Author Gene DeWeese Dies

Author Gene DeWeese died 19 March 2012 of Lewy body dementia (a disease closely related to Alzheimer’s and Parkinson’s). Born Thomas Eugene DeWeese on 31 January 1934, in Rochester, Indiana, he also wrote under the pseudonyms Jean DeWeese, Thomas Stratton, and Victoria Thomas.
DeWeese’s first published stories came in fanzines. His first professional publications were two Man from U.N.C.L.E. novels co-authored with Buck Coulson—The Invisibility Affair and The Mind-Twisters Affair—both of which appeared in 1967. Following those publications, he wrote more than 40 novels, including books in the Star Trek, Ravenloft, and Dinotopia series, as well as stand-alones and short fiction in a variety of genres.
Reporting his death, Central Crime Zone says “His best-known young adult novel is The Adventures of a Two-Minute Werewolf, which was made into a television movie of the same name.” The film aired as an ABC Weekend Special in 1985. Steven H Silver reports “his last story may have been ‘The World of Null-T,’ published in 2010,” in the anthology Timeshares.
His Science Fiction Encyclopedia entry and bibliography is available at this link.
DeWeese is survived by his wife, the former Beverly Amers, whom he married in 1955.

▶ [Extracted entries]
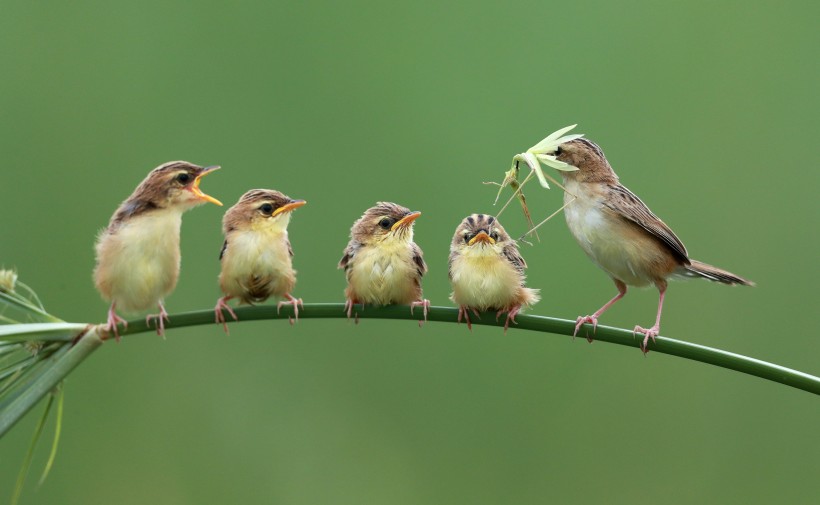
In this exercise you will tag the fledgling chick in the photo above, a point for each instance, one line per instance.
(382, 264)
(256, 255)
(621, 235)
(487, 271)
(138, 253)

▶ [List of tasks]
A. In the DeWeese obituary, replace "Lewy body dementia" with "dementia with Lewy bodies" within the part that opens with the words containing "Author Gene DeWeese Dies" and closes with "and Victoria Thomas.", and write out that part with the change.
B. Using the DeWeese obituary, state whether each statement agrees with it, giving yes or no and quoting the deciding words. (i) DeWeese's first professional publications came out in 1967. (ii) The film of The Adventures of a Two-Minute Werewolf aired on NBC. (iii) DeWeese married Beverly Amers in 1965.
C. Summarize the DeWeese obituary in two sentences.
These items come from a source separate from the DeWeese obituary.

▶ [Exercise answers]
A.
Author Gene DeWeese Dies

Author Gene DeWeese died 19 March 2012 of dementia with Lewy bodies (a disease closely related to Alzheimer’s and Parkinson’s). Born Thomas Eugene DeWeese on 31 January 1934, in Rochester, Indiana, he also wrote under the pseudonyms Jean DeWeese, Thomas Stratton, and Victoria Thomas.

B.
(i) Yes: "both of which appeared in 1967."
(ii) No: "The film aired as an ABC Weekend Special in 1985."
(iii) No: "whom he married in 1955."

C. Gene DeWeese, born Thomas Eugene DeWeese in Rochester, Indiana, in 1934, died on 19 March 2012 of Lewy body dementia and is survived by his wife, the former Beverly Amers. After first publishing in fanzines and then co-writing two Man from U.N.C.L.E. novels in 1967, he wrote more than 40 novels, including series books, stand-alones, and the young adult novel The Adventures of a Two-Minute Werewolf, which became a television movie.